## TEXT PASSAGE
>>

What, text based terminals rendered inside graphical environments like Wayland? I refer to text-only login systems used by servers to keep their processes lightweight (believe it or not servers rendering graphics is unnecessary, consumes CPU, and servers do not equate to desktop systems, which is surprising because surely a Red Hat developer should already know that, right?). Saying that 'another init system provides this service' is entirely my point that 'systemd doesn't'.

The fact you can only offer two options, either X11 (a graphical system that has been around since forever and didn't need systemd, so this isn't something 'systemd offers' anyway) or it's blatant systemd replacement Wayland, which is basically GNOME-only (because who wants a different desktop environment? Not all those other users out there with Trinity and Lumina, KDE, XFCE and however many other environments I can't count), proves my point it has no diversity. Do I have to rip out systemd if I don't want Wayland too?

You woo me with your diverse options.

* "OS footprint size": The counter to your argument I get to that is "but systemd does so much more" and "sysv-init needs a shell, core tools and a lot of other cruft that is built into systemd, so systemd is actually lighter on resources". How to counter that?

All inits require 'core tools' (to quote Cinema Sins 'why is it called the CORE if it isn't central to anything?'), systemd included (doesn't matter if it absorbs them, it's still there), and this argument is dishonest because it presumes systemd already contains less resources. Are you honestly suggesting that systemd, which 'pulls in everything', has no option to remove anything and has no way of knowing what I want in advance, could compete with a system I've manually selected the packages for?

This cannot be answered by anyone honest, because who has done a 'systemd only' bare metal base OS install in the Red Hat team to set a baseline? Is it updated every time they absorb a new package? We don't know because systemd keeps adopting more and more things.

Why would I need graphics, DNS and a firewall on an embedded system whose only job is to operate a power system?

And does sysvinit have a remote code DNS backdoor? No.

* "Stability": I have not seen anybody debate that systemd is more stable than sysv-init yet. Did you run into that claim yet?

My stability argument is on the PID1 crashability basis on the OS level. Because systemd isn't an init but a Monolith (your own Devuan page states how it was like stripping everything off a bicycle), it's crashable because PID1 is no longer a simple 'restart shell script' but a complex monstrosity.

<<

## EXERCISE REQUIREMENTS
1. In the passage arguing about systemd, which two graphical options does the author say were the only ones offered?
2. Write the next part of the passage criticizing systemd, continuing after its final sentence.

## A block of data follows
>>

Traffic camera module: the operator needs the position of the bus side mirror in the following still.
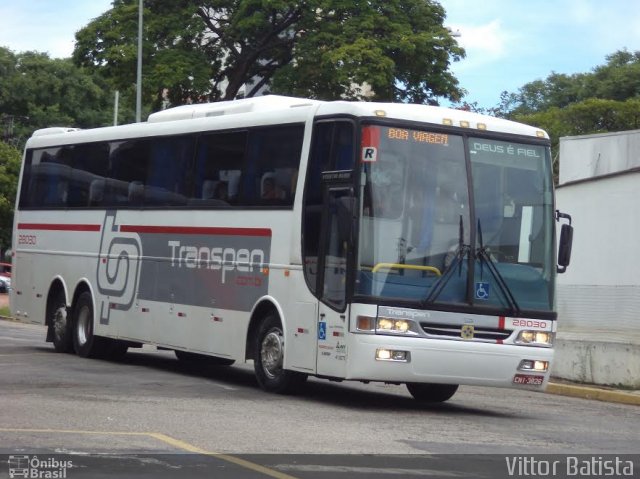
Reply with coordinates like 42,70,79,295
556,211,573,273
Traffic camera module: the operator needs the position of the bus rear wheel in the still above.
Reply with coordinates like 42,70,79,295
72,291,106,358
47,293,73,353
253,314,307,394
407,383,458,403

<<

## EXERCISE ANSWERS
1. X11 and Wayland.

2.
If we're talking some bizarro 'sysvinit versus only the init components of systemd and not systemd as a whole' which is pretty fallacious (given the 'umbrella project' argument), I've encountered quite a few pages where developers have complained about the difficulty in initialising processes using systemd (back when it was still an init), which were incredibly buggy, and when they filed bug reports, they often got slammed by the EWONTFIX technique. The absence of documentation on processes greatly impedes stable development. I doubt I could find those links again, but I can testify I read those and it's what initially soured my opinion of systemd.

If they want to however strip out systemd into a stand-alone init, it'd allow tests to be done for stability, but I treat systemd as a whole, and not just it's init system parts (because that would be like saying the 'US military' is responsible for wars but not the 'US government').

I think the real proof though is if systemd remained as just an init (and didn't absorb everything and force other systems to become dependent upon it), it would have been fairly subject to competition from other init systems. The fact it's been designed to stifle competition suggests they're not interested in the best one succeeding.

"WONTFIX" is not a thing on github, it is just something used colloquially to mean "a bug closed without any action being taken". All the "WONTFIX"es in systemd are just closed bugs and thus part of the graph you referenced.

It would be nice if we could get the facts straight so that it is harder to reject our claims as invalid.

The onus is on systemd to provide accurate numerical reporting of which bugs are closed under which heading (as we're not privvy to systemd's statistics because we're not Red Hat). If they purposefully merge statistics of bugs reported and bugs closed but don't delineate between which have been fixed and which haven't been acted upon, the only one that can be accused of inaccurate reporting is systemd itself for purposefully blurring the numbers.

The fact there are news articles reported in major news outlets reporting on the EWONTFIX attitudes of systemd developers itself suggests it is a systemic problem, especially when one considers the context of not acting on a remote code exploit that is injectable via a DNS server. Good job Google with their DNS services have 'never' been caught underhandedly working with any agencies or we would all be boned.


Now I just need to find where I left my tin foil hat...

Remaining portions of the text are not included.